*** INFORMATION GIVEN ***

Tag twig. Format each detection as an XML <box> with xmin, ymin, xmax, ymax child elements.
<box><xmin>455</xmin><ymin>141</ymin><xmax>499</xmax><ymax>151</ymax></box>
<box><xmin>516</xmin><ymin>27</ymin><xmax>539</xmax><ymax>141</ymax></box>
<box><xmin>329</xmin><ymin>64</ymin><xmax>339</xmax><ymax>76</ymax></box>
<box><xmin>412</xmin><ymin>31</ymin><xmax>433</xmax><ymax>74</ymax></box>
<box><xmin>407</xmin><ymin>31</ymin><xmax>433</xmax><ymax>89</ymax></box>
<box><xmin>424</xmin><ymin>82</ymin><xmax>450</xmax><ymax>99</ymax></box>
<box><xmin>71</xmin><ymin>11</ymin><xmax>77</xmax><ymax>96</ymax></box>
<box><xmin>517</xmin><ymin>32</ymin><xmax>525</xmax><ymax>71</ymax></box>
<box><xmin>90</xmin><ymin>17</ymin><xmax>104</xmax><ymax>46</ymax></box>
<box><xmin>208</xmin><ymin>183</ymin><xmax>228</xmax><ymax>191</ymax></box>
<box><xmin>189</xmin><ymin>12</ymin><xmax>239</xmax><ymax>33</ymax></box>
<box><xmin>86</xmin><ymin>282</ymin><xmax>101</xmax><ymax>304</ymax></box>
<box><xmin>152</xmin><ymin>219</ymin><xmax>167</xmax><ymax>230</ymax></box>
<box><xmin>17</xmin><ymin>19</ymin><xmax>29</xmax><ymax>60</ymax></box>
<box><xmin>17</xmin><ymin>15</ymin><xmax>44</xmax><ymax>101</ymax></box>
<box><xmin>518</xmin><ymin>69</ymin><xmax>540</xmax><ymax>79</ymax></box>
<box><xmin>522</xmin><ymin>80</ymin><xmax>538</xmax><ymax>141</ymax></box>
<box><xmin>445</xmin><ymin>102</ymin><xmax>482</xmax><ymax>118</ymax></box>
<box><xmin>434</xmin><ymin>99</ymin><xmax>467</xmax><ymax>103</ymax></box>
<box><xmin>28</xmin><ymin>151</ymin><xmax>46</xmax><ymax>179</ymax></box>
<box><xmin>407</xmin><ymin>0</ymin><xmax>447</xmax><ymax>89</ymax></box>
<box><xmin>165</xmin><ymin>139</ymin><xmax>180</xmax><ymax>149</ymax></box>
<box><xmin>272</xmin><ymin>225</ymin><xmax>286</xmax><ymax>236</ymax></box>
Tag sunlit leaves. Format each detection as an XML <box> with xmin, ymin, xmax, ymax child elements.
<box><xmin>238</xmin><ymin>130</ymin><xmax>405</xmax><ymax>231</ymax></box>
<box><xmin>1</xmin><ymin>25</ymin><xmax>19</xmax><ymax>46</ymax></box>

*** End of INFORMATION GIVEN ***

- [PROBLEM DESCRIPTION]:
From the first line to the last, transcribe the data exactly.

- [WORKED SOLUTION]:
Tag twig. Format each detection as an XML <box> with xmin, ymin, xmax, ymax child elements.
<box><xmin>455</xmin><ymin>141</ymin><xmax>499</xmax><ymax>151</ymax></box>
<box><xmin>516</xmin><ymin>27</ymin><xmax>539</xmax><ymax>141</ymax></box>
<box><xmin>329</xmin><ymin>64</ymin><xmax>339</xmax><ymax>76</ymax></box>
<box><xmin>412</xmin><ymin>31</ymin><xmax>433</xmax><ymax>74</ymax></box>
<box><xmin>407</xmin><ymin>31</ymin><xmax>433</xmax><ymax>89</ymax></box>
<box><xmin>424</xmin><ymin>82</ymin><xmax>450</xmax><ymax>99</ymax></box>
<box><xmin>71</xmin><ymin>11</ymin><xmax>77</xmax><ymax>96</ymax></box>
<box><xmin>517</xmin><ymin>32</ymin><xmax>525</xmax><ymax>71</ymax></box>
<box><xmin>90</xmin><ymin>17</ymin><xmax>104</xmax><ymax>46</ymax></box>
<box><xmin>208</xmin><ymin>183</ymin><xmax>228</xmax><ymax>191</ymax></box>
<box><xmin>189</xmin><ymin>12</ymin><xmax>239</xmax><ymax>33</ymax></box>
<box><xmin>86</xmin><ymin>282</ymin><xmax>101</xmax><ymax>304</ymax></box>
<box><xmin>152</xmin><ymin>219</ymin><xmax>167</xmax><ymax>230</ymax></box>
<box><xmin>17</xmin><ymin>19</ymin><xmax>29</xmax><ymax>60</ymax></box>
<box><xmin>17</xmin><ymin>15</ymin><xmax>44</xmax><ymax>101</ymax></box>
<box><xmin>518</xmin><ymin>69</ymin><xmax>540</xmax><ymax>79</ymax></box>
<box><xmin>522</xmin><ymin>80</ymin><xmax>538</xmax><ymax>141</ymax></box>
<box><xmin>445</xmin><ymin>102</ymin><xmax>482</xmax><ymax>118</ymax></box>
<box><xmin>434</xmin><ymin>99</ymin><xmax>467</xmax><ymax>103</ymax></box>
<box><xmin>28</xmin><ymin>151</ymin><xmax>46</xmax><ymax>179</ymax></box>
<box><xmin>407</xmin><ymin>0</ymin><xmax>447</xmax><ymax>89</ymax></box>
<box><xmin>165</xmin><ymin>139</ymin><xmax>180</xmax><ymax>149</ymax></box>
<box><xmin>272</xmin><ymin>225</ymin><xmax>286</xmax><ymax>236</ymax></box>
Tag sunlit leaves. Format each detection as an XML <box> with xmin, ymin, xmax, ymax child elements.
<box><xmin>238</xmin><ymin>130</ymin><xmax>405</xmax><ymax>231</ymax></box>
<box><xmin>1</xmin><ymin>25</ymin><xmax>19</xmax><ymax>46</ymax></box>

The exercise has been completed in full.